-- start Exercise materials --

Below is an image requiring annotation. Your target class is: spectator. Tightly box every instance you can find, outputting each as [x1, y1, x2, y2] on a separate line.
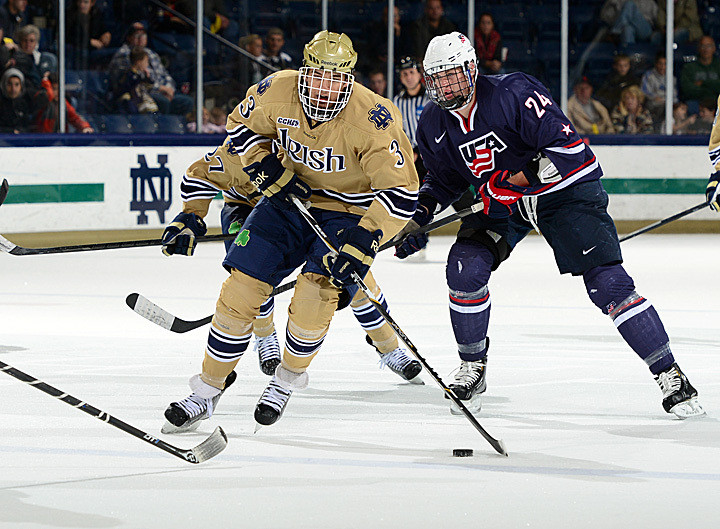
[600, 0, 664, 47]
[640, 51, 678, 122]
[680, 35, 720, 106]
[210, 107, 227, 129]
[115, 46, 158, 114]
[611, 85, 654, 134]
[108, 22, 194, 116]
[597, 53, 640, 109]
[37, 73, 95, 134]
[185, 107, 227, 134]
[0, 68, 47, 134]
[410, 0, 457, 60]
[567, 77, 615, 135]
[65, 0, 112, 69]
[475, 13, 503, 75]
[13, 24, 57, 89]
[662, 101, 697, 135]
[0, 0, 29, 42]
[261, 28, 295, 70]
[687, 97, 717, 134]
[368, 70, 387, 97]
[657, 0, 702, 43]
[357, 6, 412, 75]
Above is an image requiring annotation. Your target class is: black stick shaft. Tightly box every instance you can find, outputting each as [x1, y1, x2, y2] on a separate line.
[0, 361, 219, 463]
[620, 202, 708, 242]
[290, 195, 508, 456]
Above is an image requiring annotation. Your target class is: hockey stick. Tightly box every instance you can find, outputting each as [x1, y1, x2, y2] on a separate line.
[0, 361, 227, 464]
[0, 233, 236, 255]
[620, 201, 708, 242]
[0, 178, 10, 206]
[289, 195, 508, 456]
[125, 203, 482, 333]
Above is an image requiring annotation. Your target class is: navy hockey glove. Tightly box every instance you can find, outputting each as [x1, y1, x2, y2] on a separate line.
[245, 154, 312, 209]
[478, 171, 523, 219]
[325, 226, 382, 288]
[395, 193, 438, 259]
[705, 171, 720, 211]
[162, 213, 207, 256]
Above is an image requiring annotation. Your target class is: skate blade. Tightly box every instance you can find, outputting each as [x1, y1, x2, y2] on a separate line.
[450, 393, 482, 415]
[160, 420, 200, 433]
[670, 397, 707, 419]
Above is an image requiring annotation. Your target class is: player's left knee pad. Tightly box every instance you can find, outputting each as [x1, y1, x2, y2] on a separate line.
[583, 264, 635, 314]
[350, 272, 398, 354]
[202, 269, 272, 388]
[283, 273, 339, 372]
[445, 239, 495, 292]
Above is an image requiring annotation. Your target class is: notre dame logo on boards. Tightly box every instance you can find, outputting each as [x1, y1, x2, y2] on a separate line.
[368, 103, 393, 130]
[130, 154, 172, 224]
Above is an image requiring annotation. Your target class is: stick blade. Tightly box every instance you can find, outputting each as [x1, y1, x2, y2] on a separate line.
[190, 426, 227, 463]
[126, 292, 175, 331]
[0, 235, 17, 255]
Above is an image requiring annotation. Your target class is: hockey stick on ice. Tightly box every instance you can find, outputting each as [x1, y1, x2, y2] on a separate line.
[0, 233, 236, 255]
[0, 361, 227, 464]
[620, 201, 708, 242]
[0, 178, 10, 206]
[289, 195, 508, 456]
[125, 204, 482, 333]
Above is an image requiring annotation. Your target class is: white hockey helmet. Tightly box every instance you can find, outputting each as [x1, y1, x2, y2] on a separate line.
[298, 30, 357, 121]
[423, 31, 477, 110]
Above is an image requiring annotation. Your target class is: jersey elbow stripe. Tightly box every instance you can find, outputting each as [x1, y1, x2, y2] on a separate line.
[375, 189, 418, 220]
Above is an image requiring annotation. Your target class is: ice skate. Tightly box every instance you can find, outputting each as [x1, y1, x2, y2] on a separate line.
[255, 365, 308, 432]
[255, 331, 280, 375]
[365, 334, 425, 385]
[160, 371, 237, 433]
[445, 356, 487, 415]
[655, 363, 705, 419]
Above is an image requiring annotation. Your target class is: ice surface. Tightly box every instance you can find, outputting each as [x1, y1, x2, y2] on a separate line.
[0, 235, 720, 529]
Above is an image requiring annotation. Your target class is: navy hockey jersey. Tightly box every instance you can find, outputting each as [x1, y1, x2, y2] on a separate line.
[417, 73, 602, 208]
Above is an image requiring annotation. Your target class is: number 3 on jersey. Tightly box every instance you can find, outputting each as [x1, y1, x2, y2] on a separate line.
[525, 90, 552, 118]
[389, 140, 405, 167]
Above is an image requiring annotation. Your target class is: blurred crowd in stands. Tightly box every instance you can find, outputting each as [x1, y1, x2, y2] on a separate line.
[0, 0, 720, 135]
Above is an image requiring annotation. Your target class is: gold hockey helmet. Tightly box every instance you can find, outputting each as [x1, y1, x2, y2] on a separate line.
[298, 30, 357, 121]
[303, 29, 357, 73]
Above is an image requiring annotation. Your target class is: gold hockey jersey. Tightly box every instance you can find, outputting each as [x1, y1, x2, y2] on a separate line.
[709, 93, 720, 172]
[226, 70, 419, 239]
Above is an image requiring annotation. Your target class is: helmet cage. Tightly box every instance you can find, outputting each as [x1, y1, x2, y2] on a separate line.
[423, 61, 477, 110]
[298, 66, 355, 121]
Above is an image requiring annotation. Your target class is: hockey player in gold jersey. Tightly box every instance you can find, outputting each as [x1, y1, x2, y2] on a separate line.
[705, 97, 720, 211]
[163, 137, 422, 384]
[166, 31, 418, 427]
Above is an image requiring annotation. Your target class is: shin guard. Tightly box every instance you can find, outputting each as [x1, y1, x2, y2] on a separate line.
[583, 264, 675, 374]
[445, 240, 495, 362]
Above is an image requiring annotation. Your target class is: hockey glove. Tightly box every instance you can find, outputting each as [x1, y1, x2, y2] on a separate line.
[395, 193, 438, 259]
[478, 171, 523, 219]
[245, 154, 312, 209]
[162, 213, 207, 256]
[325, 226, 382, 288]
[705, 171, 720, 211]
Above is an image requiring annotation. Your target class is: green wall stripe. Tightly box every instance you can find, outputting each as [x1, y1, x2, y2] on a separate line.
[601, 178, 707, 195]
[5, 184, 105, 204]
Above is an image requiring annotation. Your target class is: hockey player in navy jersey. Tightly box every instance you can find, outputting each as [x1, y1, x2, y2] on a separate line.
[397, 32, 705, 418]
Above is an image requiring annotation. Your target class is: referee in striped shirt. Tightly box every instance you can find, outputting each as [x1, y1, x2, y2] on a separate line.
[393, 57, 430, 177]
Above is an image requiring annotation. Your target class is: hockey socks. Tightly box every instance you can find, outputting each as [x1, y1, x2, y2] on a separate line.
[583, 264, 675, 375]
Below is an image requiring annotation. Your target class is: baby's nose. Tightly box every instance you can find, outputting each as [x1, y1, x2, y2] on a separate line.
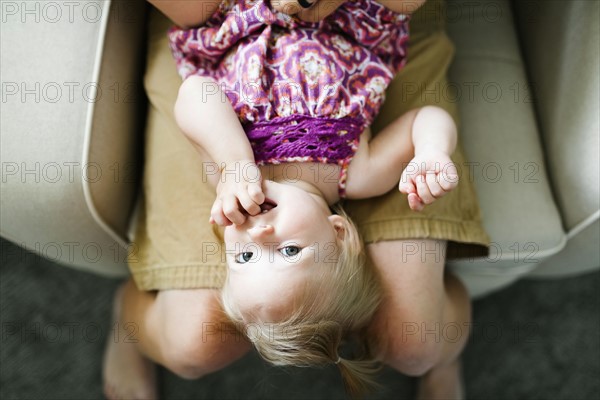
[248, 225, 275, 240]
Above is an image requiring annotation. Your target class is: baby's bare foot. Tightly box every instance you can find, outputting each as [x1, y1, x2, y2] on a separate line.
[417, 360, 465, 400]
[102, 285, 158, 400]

-- end Exercise materials --
-- start Exercise materials --

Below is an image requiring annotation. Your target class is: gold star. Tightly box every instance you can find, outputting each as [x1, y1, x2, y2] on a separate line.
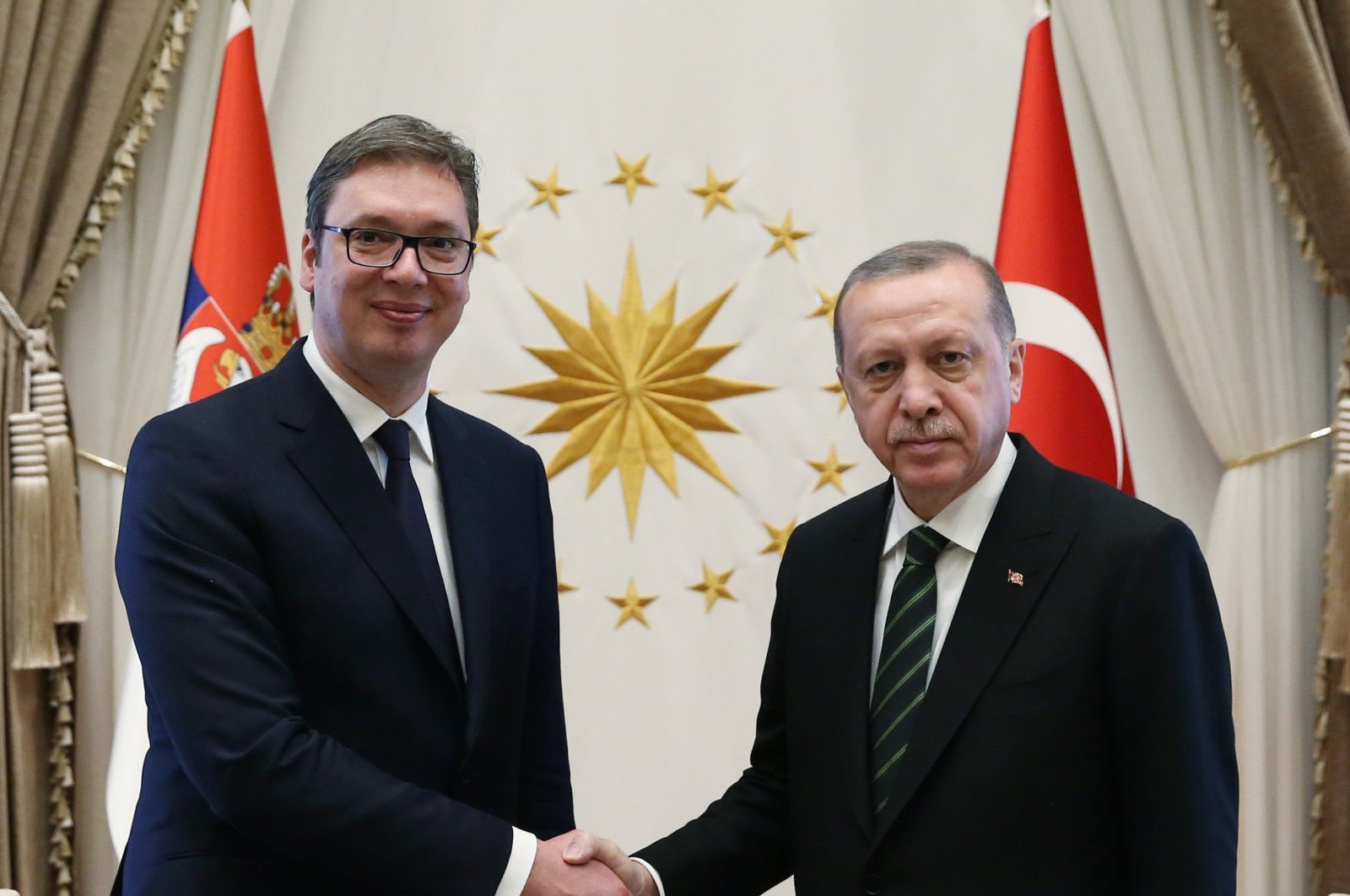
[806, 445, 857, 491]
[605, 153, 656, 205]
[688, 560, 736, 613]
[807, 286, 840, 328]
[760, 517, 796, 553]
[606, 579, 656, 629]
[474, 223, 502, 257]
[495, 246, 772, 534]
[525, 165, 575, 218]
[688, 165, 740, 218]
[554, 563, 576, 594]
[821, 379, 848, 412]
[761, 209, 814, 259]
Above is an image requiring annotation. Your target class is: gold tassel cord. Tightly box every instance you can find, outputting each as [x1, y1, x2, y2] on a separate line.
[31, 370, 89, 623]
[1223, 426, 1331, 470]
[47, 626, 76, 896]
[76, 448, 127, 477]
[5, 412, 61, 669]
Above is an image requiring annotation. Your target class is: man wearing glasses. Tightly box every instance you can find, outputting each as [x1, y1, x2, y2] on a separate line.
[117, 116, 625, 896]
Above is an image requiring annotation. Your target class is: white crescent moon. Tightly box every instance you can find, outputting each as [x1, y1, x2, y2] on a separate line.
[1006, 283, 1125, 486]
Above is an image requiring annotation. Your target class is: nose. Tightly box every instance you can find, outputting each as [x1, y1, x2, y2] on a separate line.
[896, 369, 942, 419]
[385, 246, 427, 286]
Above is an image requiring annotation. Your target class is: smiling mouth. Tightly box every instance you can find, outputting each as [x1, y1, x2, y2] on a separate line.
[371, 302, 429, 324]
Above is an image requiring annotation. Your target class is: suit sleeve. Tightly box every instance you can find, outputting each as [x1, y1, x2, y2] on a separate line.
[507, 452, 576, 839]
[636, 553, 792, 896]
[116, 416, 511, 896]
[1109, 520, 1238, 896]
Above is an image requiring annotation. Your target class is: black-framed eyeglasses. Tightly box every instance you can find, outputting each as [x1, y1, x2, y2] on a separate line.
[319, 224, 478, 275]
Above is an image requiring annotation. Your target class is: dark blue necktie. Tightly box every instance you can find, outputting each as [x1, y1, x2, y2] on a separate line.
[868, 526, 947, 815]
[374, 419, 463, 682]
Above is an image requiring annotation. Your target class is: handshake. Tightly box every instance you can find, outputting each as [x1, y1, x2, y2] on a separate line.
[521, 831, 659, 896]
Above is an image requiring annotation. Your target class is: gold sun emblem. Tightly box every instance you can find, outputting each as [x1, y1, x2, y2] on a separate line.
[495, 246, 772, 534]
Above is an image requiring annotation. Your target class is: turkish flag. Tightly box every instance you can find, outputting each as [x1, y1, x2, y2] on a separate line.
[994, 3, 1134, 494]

-- end Exercise materials --

## Task details
Copy the lines of the items above word for word, starting at the line with "class is: dark" and continuing up to and including the line with "[994, 3, 1134, 494]".

## Finished exercise
Above is an image requiring annotation. Your target class is: dark blue necktie. Tightly box every instance you can find, outputting each as [x1, y1, x2, y2] on a separate line.
[868, 526, 947, 815]
[374, 419, 463, 682]
Above is an image requiring annotation. Your target class is: handshake. Tightly box every instance you can find, outputting each as [x1, y1, x2, y2] on a separate line.
[521, 831, 659, 896]
Above is an image requiring annotation. Your target class is: gold sun emblem. Tightly box every instance you can find, outputting each as [x1, y1, x2, y2] on a separate line.
[495, 246, 772, 534]
Above is an image requiring annotation. Your target class is: turkish flag. Tightly box every instance you can find, outputting each as [x1, y1, x2, y2] on a separate line.
[994, 3, 1134, 494]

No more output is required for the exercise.